CONJUNTO DE TAREFAS:
(1) Responde a estas perguntas sobre o texto do canto alentejano:
(a) Que organização reconheceu o cante como Património Cultural Imaterial da Humanidade?
(b) A que horas é transmitida a rubrica "Cantos da Casa"?
(c) De quem é o programa "Lugar ao Sul"?
(2) Copia o trecho do texto do canto alentejano que começa nas palavras "O canto alentejano, ou" e acaba depois de "tão prestigiosa distinção.". Substitui "UNESCO" por "Organização das Nações Unidas para a Educação, a Ciência e a Cultura".
(3) Resume em duas frases o texto do canto alentejano.

27 novembro 2014

O canto alentejano é património da Humanidade



O canto alentejano, ou simplesmente cante, foi hoje reconhecido pela UNESCO como Património Cultural Imaterial da Humanidade. Motivo de regozijo para as pessoas, com o antropólogo Paulo Lima à cabeça, que organizaram o processo de candidatura e o apresentaram àquela agência da ONU, sediada em Paris. Motivo de júbilo e de orgulho também para Portugal ao ver uma das suas expressões musicais mais genuínas receber tão prestigiosa distinção.
E como tem ido a divulgação do canto alentejano na rádio portuguesa? Nas privadas de âmbito nacional nada existe e na estação pública vejo apenas a rubrica "Cantos da Casa", de Armando Carvalhêda, que de vez em quando dá a ouvir cinco modas durante uma semana (uma por dia). É claramente insuficiente e com a agravante de a transmissão ser em horários em que a maioria das pessoas está a dormir (05:55) ou a trabalhar (14:55), logo sem a disponibilidade mental e a atenção que o cante requer (não se devendo esquecer as pessoas que exercem funções não compatíveis com a escuta de rádio, que não são poucas). A culpa do miserabilismo da rádio estatal no que ao cante diz respeito não pode, evidentemente, ser assacada a Armando Carvalhêda, pois o seu exíguo apontamento tem de abranger toda a música tradicional portuguesa e os horários de transmissão não são sua responsabilidade. As contas têm de ser pedidas a Rui Pêgo (director de programas) e a António Luís Marinho (director-geral de conteúdos) pelo desprezo e marginalização a que têm votado a música popular portuguesa (a tradicional e a de autor naquela inspirada). A este propósito, convém lembrar que foram eles mesmos que, de forma prepotente e afrontosa, decidiram suprimir da grelha da Antena 1 o programa que, desde que começou no dealbar dos anos 80, sempre acarinhou o cante. E não só o cante – também as outras modalidades da tradição oral alentejana: as modas acompanhadas à viola campaniça, o canto ao despique conhecido como "baldão" e as saias do Alto Alentejo, sem esquecer a poesia dita. Referimo-nos, como era fácil de intuir, ao maravilhoso "Lugar ao Sul", de Mestre Rafael Correia. Veículo de divulgação da cultura tradicional portuguesa, de todo o território continental e insular, se bem que com maior incidência no Algarve e na grande planície transtagana, o programa tornou-se ele mesmo património – porque de todo insubstituível e porque o seu vasto arquivo é um precioso e inestimável repositório da nossa memória popular. Importa pois resgatá-la às teias de aranha e trazê-la para a luz do éter (cf. É preciso resgatar a memória do "Lugar ao Sul").

[Registos de indicação de objetos em fotografias]
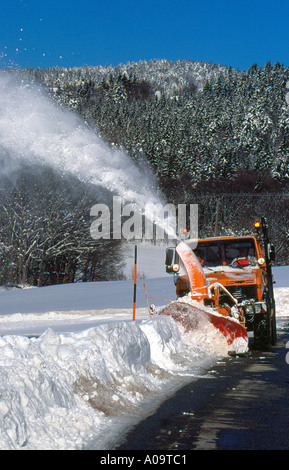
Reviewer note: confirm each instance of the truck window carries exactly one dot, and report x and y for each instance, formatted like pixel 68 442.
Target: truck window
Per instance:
pixel 239 249
pixel 209 254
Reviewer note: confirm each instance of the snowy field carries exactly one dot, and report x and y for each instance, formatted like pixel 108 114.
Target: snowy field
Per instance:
pixel 77 373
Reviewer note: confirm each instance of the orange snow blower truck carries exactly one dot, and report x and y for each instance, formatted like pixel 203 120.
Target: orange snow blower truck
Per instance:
pixel 232 275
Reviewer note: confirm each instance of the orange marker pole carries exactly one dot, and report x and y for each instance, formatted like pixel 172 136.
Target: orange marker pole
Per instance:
pixel 135 277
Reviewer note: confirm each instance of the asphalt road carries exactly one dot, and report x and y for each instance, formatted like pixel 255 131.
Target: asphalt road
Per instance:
pixel 244 406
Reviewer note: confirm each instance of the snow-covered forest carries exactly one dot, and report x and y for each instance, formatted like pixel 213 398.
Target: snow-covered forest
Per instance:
pixel 212 135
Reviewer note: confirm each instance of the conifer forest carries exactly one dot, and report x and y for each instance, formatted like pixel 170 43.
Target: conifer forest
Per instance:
pixel 211 135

RESPOSTAS ÀS TAREFAS:
(1)
(a) A UNESCO.
(b) Às 05:55 e às 14:55.
(c) De Mestre Rafael Correia.

(2)
O canto alentejano, ou simplesmente cante, foi hoje reconhecido pela Organização das Nações Unidas para a Educação, a Ciência e a Cultura como Património Cultural Imaterial da Humanidade. Motivo de regozijo para as pessoas, com o antropólogo Paulo Lima à cabeça, que organizaram o processo de candidatura e o apresentaram àquela agência da ONU, sediada em Paris. Motivo de júbilo e de orgulho também para Portugal ao ver uma das suas expressões musicais mais genuínas receber tão prestigiosa distinção.

(3) O cante alentejano foi reconhecido pela UNESCO como Património Cultural Imaterial da Humanidade, o que é motivo de orgulho para quem organizou a candidatura e para Portugal. Na rádio, porém, a sua divulgação é insuficiente: as privadas de âmbito nacional nada transmitem e a estação pública tem apenas uma rubrica curta em horários pouco próprios, depois de os seus diretores terem retirado da Antena 1 o programa "Lugar ao Sul", de Mestre Rafael Correia, que sempre acarinhou o cante.